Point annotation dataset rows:
________________________
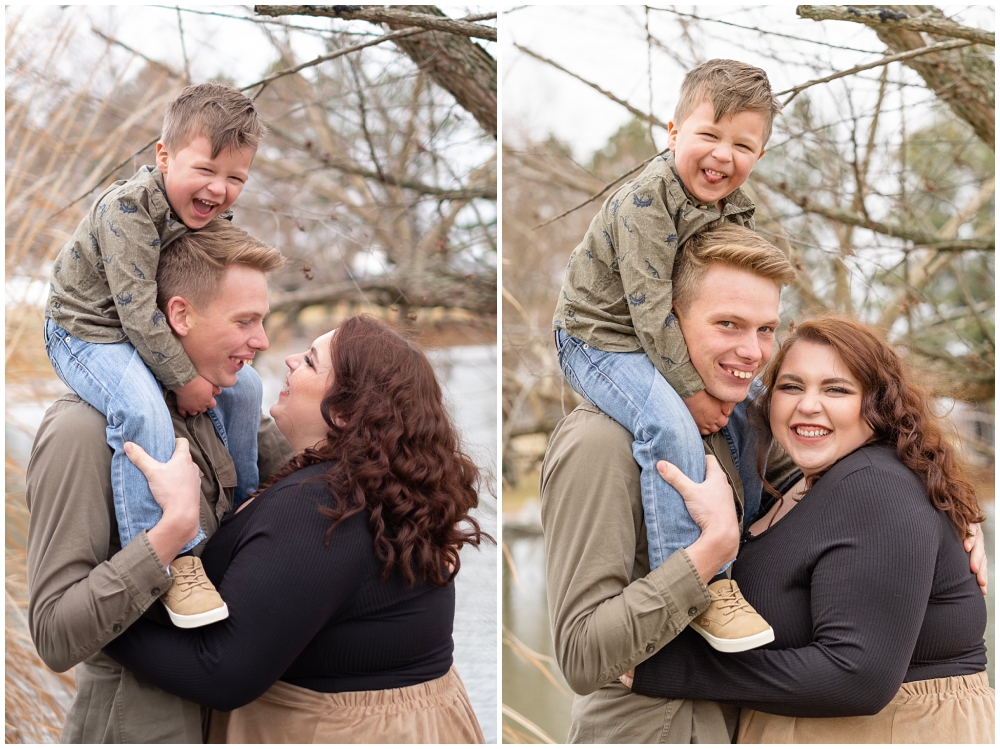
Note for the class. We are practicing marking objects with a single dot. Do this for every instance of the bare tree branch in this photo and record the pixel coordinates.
(391, 37)
(386, 14)
(467, 292)
(919, 238)
(637, 112)
(940, 47)
(964, 80)
(458, 65)
(889, 17)
(603, 190)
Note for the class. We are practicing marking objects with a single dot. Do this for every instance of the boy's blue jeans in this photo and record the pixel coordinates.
(630, 390)
(112, 378)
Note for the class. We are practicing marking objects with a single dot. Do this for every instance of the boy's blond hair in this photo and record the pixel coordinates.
(731, 87)
(219, 112)
(192, 267)
(731, 245)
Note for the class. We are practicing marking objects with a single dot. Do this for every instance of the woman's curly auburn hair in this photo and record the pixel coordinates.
(892, 404)
(395, 453)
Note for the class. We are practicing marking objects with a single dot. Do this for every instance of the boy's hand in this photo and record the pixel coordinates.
(975, 544)
(196, 397)
(710, 414)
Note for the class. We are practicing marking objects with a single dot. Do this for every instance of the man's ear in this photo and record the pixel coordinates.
(161, 156)
(179, 315)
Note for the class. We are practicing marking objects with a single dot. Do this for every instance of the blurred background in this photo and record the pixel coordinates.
(878, 182)
(377, 182)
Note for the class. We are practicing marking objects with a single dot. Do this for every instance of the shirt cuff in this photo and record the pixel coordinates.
(140, 570)
(685, 594)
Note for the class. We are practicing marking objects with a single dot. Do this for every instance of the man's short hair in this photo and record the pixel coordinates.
(731, 87)
(219, 112)
(192, 267)
(731, 245)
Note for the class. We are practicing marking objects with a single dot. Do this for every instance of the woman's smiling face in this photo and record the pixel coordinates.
(309, 378)
(816, 408)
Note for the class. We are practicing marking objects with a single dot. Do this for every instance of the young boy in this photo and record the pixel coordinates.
(109, 342)
(617, 300)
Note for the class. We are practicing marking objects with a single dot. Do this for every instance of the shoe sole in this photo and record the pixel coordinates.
(191, 621)
(736, 646)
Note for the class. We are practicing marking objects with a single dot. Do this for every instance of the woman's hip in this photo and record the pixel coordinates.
(951, 710)
(436, 711)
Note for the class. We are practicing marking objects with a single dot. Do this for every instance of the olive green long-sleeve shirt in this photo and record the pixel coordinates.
(103, 284)
(618, 294)
(84, 589)
(607, 610)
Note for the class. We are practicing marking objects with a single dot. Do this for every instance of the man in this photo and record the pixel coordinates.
(84, 589)
(608, 611)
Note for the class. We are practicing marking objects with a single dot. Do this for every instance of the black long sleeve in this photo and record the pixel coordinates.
(865, 585)
(314, 614)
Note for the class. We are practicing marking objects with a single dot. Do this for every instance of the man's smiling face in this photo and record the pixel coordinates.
(728, 327)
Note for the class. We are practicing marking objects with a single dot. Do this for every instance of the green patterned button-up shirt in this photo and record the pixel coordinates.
(618, 295)
(103, 286)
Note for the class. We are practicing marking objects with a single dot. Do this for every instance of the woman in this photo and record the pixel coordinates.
(864, 577)
(339, 574)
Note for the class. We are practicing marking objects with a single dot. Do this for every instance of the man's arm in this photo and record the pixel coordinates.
(273, 450)
(603, 621)
(79, 598)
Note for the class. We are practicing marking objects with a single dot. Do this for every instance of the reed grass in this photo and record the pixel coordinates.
(64, 138)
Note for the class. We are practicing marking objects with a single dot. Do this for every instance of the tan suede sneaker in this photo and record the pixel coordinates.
(730, 624)
(192, 600)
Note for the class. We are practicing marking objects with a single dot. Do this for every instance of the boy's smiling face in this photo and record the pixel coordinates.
(200, 187)
(715, 158)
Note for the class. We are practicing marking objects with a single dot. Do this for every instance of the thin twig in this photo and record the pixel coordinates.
(603, 190)
(386, 14)
(187, 63)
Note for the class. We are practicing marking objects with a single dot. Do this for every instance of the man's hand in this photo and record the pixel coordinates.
(976, 546)
(196, 397)
(710, 414)
(176, 487)
(712, 507)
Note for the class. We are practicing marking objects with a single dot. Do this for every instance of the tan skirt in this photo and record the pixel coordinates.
(435, 712)
(952, 710)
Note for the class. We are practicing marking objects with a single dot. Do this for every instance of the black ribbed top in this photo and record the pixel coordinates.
(866, 586)
(310, 614)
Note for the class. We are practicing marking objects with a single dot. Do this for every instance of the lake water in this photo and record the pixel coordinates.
(468, 376)
(530, 693)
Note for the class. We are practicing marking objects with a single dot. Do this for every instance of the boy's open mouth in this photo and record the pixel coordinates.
(203, 208)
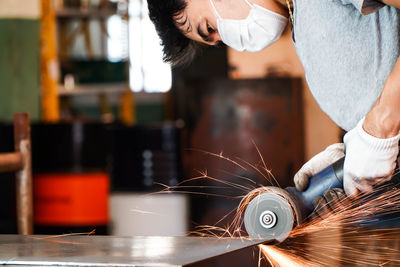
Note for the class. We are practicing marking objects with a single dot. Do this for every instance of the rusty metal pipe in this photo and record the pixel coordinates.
(22, 145)
(10, 162)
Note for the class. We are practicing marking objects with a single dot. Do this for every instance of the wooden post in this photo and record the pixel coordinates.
(22, 143)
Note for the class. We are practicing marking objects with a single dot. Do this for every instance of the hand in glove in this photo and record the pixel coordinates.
(369, 160)
(317, 163)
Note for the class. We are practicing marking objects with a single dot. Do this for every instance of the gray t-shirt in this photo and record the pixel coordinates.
(348, 49)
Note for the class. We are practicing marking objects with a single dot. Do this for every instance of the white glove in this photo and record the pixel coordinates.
(317, 163)
(369, 160)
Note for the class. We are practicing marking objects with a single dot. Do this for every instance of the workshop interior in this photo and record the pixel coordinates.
(111, 157)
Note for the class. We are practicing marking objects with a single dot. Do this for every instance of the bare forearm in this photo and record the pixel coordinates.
(383, 121)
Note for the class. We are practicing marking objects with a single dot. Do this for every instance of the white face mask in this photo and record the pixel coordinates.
(260, 29)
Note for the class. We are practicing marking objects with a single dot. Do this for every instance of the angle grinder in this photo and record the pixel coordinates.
(273, 213)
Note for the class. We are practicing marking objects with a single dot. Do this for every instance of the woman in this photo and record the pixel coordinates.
(350, 52)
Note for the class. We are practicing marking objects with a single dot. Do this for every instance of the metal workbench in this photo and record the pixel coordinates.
(86, 250)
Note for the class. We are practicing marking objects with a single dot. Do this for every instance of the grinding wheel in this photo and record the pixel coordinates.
(270, 214)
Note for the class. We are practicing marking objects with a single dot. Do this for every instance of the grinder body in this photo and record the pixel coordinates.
(328, 178)
(273, 213)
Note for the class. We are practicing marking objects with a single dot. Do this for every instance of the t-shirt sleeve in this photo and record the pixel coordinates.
(367, 7)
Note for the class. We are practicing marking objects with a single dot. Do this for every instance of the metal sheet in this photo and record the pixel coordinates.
(113, 251)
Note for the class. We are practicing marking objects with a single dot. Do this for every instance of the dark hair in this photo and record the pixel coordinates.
(177, 48)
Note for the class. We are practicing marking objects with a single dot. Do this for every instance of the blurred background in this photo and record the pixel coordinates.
(112, 125)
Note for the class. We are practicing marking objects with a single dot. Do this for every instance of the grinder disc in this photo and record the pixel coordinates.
(269, 215)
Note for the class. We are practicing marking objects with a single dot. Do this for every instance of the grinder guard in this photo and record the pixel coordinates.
(288, 206)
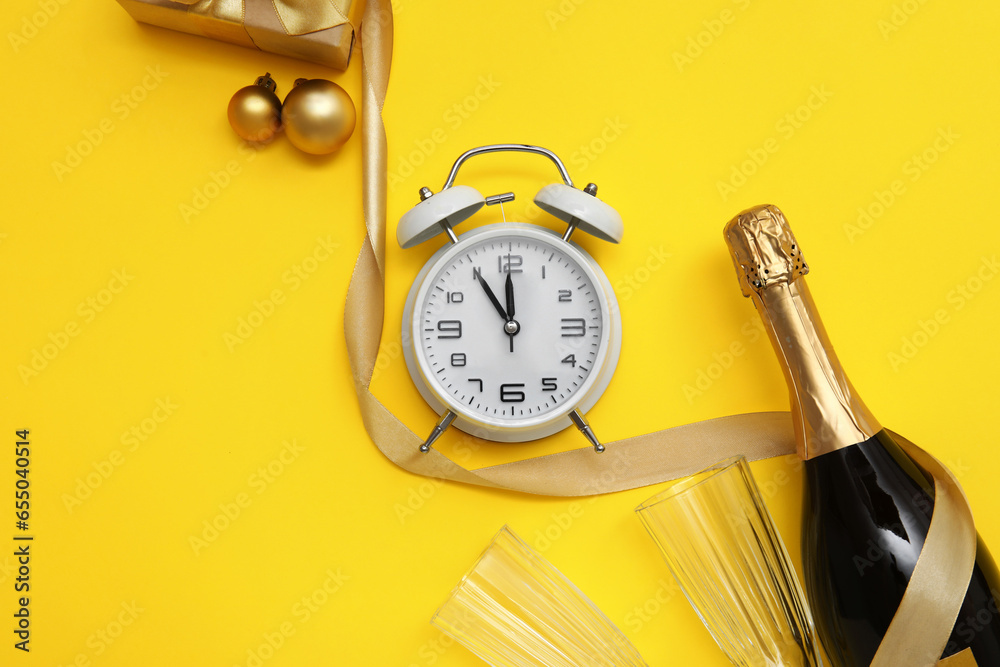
________________________
(OBJECTIVE): Copy out word for word everything from the row containing "the metal sheet" down to the end of the rows above, including both ends, and leave out the pictures.

(WORKED SOLUTION):
Note for the class. We are practicing marking objects with a single dot. Do this for every instance of the metal sheet in this photo and record the pixel coordinates.
(113, 251)
Note for the class. We are practicing marking objects with a single dot. Do this for every instance of the dark hair in this photo and record the pixel coordinates.
(177, 48)
Note for the class. We are practicing marking objects with a single dot. Do this for every instance of the blurred background in this photo and record the pixel coordinates.
(112, 125)
Note for the class. We are practicing marking objects with a single dot. Do this for every instance of the grinder disc in this photo and record the pixel coordinates.
(269, 215)
Note for the class. We are practicing marking objects with a single dot. Do this for every instance of the grinder guard in this photo and record the pixel coordinates.
(288, 206)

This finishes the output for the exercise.